§ Task statement
Update the records starting at the beginning and ending at the line that contains "[0,41,770,500]" by changing "grass field" to "turf field", and give only those lines with everything else unchanged.

========================================================================

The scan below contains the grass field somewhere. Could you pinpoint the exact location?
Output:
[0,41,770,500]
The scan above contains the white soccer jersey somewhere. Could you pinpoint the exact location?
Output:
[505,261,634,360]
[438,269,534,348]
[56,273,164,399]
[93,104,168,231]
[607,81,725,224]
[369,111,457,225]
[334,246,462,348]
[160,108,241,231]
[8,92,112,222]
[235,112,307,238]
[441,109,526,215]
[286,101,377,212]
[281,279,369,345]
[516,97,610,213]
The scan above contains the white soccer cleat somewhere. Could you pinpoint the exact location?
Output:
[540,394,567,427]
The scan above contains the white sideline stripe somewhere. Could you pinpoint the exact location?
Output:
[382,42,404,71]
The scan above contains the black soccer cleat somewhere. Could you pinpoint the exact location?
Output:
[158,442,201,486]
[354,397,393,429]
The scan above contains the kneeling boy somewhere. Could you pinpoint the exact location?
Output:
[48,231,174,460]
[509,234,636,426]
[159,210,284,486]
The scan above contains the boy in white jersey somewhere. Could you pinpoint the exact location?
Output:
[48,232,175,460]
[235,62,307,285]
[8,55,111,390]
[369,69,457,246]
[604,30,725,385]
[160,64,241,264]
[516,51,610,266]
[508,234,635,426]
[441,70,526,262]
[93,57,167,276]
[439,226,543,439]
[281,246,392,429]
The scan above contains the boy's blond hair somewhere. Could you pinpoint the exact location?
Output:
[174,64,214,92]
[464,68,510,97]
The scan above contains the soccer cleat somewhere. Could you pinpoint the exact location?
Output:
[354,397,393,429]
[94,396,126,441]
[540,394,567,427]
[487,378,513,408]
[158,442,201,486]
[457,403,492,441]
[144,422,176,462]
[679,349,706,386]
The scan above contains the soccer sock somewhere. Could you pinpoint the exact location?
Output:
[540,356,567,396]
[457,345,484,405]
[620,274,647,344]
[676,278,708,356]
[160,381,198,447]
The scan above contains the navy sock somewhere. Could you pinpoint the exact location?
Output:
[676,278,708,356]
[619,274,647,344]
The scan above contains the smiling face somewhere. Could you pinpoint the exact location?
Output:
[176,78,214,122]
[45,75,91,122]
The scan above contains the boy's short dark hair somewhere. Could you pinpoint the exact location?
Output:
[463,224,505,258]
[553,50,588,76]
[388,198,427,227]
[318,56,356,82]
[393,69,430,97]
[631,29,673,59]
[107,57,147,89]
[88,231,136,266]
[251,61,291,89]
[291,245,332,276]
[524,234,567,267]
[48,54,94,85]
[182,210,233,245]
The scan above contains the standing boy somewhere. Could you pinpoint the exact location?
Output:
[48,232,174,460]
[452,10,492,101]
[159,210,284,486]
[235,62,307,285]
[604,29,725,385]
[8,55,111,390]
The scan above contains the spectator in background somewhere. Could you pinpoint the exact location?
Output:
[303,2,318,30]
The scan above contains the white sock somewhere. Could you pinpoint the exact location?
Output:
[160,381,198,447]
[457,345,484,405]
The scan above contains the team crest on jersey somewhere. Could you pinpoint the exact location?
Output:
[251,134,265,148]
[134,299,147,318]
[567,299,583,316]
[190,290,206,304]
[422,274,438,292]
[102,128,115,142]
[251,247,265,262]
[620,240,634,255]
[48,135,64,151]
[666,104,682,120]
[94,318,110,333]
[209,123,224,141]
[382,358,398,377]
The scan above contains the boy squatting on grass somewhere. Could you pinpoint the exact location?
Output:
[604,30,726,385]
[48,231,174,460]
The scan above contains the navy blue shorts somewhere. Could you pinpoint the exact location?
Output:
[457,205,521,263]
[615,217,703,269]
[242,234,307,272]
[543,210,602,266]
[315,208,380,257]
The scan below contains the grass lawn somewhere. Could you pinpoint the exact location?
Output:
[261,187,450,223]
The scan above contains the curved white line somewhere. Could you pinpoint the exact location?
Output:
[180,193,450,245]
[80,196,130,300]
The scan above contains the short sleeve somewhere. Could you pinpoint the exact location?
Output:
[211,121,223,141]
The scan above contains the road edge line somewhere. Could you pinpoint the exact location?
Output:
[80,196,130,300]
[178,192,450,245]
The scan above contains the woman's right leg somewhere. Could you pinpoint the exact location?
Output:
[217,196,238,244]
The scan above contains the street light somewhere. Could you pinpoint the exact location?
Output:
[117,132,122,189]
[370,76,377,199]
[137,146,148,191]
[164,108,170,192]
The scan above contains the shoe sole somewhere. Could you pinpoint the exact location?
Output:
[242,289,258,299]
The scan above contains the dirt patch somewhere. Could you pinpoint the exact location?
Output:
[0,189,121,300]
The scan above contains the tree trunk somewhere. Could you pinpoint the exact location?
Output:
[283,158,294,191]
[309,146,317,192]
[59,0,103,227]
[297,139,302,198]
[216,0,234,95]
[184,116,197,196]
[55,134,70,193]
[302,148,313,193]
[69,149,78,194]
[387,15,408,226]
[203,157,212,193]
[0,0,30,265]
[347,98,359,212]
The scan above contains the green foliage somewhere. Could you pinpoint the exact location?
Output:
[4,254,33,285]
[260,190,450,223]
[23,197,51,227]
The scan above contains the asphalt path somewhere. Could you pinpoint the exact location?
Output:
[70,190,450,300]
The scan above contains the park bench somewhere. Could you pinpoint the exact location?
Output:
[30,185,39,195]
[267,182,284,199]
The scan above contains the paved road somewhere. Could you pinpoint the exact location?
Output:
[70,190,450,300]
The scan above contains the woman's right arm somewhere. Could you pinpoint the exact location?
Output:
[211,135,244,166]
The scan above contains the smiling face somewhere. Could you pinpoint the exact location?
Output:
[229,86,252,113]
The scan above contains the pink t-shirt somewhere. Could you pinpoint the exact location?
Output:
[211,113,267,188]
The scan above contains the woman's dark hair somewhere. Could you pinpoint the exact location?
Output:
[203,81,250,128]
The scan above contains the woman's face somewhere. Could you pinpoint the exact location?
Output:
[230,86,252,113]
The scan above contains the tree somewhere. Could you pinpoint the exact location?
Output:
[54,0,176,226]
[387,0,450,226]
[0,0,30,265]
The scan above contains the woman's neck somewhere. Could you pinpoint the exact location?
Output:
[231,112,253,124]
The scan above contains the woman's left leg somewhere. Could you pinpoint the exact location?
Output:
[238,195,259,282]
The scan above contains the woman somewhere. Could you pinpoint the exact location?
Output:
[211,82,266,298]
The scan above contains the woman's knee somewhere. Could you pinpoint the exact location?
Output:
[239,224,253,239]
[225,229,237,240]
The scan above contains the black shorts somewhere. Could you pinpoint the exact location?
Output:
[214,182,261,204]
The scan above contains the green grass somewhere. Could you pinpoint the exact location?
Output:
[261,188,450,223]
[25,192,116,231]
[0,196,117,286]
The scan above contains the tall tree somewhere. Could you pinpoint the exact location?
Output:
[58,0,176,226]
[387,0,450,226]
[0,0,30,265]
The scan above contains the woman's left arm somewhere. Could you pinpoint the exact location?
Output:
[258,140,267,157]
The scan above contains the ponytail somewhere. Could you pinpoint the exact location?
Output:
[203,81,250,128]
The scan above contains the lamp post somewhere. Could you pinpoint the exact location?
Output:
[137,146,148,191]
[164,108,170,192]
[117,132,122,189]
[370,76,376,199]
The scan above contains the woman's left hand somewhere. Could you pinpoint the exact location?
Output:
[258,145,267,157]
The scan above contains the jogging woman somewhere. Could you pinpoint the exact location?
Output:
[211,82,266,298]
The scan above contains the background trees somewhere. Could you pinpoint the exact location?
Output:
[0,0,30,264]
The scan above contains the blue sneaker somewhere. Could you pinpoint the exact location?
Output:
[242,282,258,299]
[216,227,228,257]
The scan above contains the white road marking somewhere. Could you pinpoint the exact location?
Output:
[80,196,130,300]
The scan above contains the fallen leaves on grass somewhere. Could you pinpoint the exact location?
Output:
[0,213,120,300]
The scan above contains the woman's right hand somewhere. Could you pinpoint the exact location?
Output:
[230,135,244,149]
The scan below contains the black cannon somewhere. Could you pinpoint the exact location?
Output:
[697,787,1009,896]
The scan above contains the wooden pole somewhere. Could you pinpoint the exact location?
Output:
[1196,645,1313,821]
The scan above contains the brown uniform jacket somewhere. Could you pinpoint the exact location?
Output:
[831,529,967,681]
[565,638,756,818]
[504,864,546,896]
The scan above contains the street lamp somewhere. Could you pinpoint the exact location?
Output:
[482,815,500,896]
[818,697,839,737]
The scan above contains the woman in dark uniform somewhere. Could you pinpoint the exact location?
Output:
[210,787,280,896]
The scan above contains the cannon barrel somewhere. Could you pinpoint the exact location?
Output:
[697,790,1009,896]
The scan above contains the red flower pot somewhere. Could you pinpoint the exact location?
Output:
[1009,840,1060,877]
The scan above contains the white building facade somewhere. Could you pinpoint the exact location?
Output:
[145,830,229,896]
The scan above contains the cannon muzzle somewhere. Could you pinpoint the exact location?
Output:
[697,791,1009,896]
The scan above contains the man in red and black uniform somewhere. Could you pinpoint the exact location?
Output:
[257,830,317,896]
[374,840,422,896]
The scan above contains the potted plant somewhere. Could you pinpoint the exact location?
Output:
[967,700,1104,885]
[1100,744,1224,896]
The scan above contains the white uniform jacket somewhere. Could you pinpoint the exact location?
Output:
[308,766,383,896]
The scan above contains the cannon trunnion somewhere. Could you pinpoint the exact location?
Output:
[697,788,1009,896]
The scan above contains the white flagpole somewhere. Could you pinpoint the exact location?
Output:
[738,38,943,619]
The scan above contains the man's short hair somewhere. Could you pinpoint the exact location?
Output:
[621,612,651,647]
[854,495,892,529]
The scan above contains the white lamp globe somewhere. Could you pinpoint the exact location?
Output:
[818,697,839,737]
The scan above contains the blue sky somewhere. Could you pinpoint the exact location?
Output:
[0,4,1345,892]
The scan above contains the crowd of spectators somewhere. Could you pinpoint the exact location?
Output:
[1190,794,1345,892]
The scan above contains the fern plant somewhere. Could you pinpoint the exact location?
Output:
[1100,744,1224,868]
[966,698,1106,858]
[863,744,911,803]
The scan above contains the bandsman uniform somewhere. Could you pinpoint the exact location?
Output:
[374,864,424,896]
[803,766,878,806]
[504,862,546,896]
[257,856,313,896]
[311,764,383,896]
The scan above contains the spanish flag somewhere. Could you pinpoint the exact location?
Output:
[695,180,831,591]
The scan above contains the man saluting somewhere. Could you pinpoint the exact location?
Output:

========================================================================

§ Response
The scan below contains the turf field somewhere. Could you pinpoint the exact location?
Output:
[0,41,770,500]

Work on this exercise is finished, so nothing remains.